TASKS FOR THIS EXERCISE
**1.** Using the passage on threads and tasks below, decide whether each statement agrees with it: (a) tasks draw on threads that already exist; (b) threads are mainly about throughput; (c) a data race requires at least one thread to be trying to change the memory. Answer yes or no for each, and quote the words from the passage that settle it.
**2.** Go on with the passage on threads and tasks below, picking up after its last sentence.

With tasks, the system takes care of many details (e.g. join). With threads, the programmer is responsible for many details. As far as resources go, threads are usually more heavy-weight as they are generated by the operating system (OS). It takes time for the OS to be called and to allocate memory / stack / kernel data structures for the thread. Also, destroying the thread is expensive. Tasks on the other hand are a more light-weight as they will be using a pool of already created threads (the "thread pool").
Threads and tasks are used for different problems. Threads have more to do with latency. When you have functions that can block, threads can avoid the program to be blocked. Tasks on the other hand focus on throughput, where many operations are executed in parallel.
Definition:: Occurs when two or more threads are trying to access the same block of memory and at least one of them is attempting to modify it. The first thread might still be writing while a second thread might be reading. In this scenario, the value at the memory location is completely undefined. Depending on the system scheduler, the second thread will be executed at an unknown point in time and thus see different data at the memory location with each execution.
Depending on the type of program, the result might be anything from a crash to a security breach when data is read by a thread that was not meant to be read, such as a user password or other sensitive information. Such an error is called a _data race_ because two threads are racing to get access to a memory location first, with the content at the memory location depending on the result of the race.
In this example one thread wants to increment a variable X, whereas the other thread wants to print the same variable. Depending on the timing of the program and thus the order of execution, the printed result might change each time the program is executed.

DATA SEGMENT
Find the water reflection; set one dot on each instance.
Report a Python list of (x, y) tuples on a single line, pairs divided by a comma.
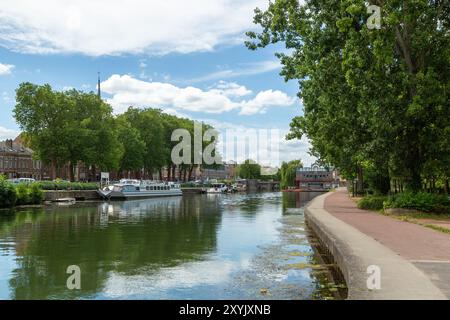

RESPONSES PER TASK
**1.**
(a) Yes: "they will be using a pool of already created threads"
(b) No: "Threads have more to do with latency."
(c) Yes: "at least one of them is attempting to modify it"

**2.**
In this example, one safe way of passing data to a thread would be to carefully synchronize the two threads using either join()
or the promise-future concept that can guarantee the availability of a result. Data races are always to be avoided. Even if nothing bad seems to happen, they are a bug and should always be treated as such.
Another possible solution for this example would be to make a copy of the original argument and pass the copy to the thread, thereby preventing the data race.
Ideally, we would like to have a communication protocol that corresponds to voice communication over a radio channel, where the transmitter uses the expression "over" to indicate the end of the transmission to the receiver. By using such a protocol, sender and receiver can take turns in transmitting their data. In C++, this concept of taking turns can be constructed by an entity called a "mutex" which stands for MUtual EXclusion.
Data Races require simultaneous access from two threads. If we can guarantee that only a single thread at a time can access a particular memory location, data races would not occur. In order for this to work, we would need to establish a communication protocol. It is important to note that a mutex is not the solution to the data race problem per se but merely an enabler for a thread-safe communication protocol that has to be implemented and adhered to by the programmer. Example
How does this work?
Assuming we have a piece of memory (e.g. a shared variable) that we want to protect from simultaneous access, we can assign a mutex to be the guardian of this particular memory. It is important to understand that a mutex is bound to the memory it protects. A thread 1 who wants to access the protected memory must first "lock" the mutex. After thread 1 is "under the lock", a thread 2 is blocked from access to the shared variable, it cannot acquire the lock on the mutex and is temporarily suspended by the system.
Once the reading or writing operation of thread 1 is complete, it must "unlock" the mutex so that thread 2 can access the memory location. Often, the code which is executed "under the lock" is referred to as a "critical section". It is important to note that also read-only access to the shared memory has to lock the mutex to prevent a data race - which would happen when another thread, who might be under the lock at that time, were to modify the data.
When several threads were to try to acquire and lock the mutex, only one of them would be successful. All other threads would automatically be put on hold - just as cars waiting at an intersection. Once the thread who has succeeded in acquiring the lock had finished its job and unlocked the mutex, a queued thread waiting for access would be woken up and allowed to lock the mutex to proceed with his read/write operation. If all threads were to follow this protocol, a data race would effectively be avoided.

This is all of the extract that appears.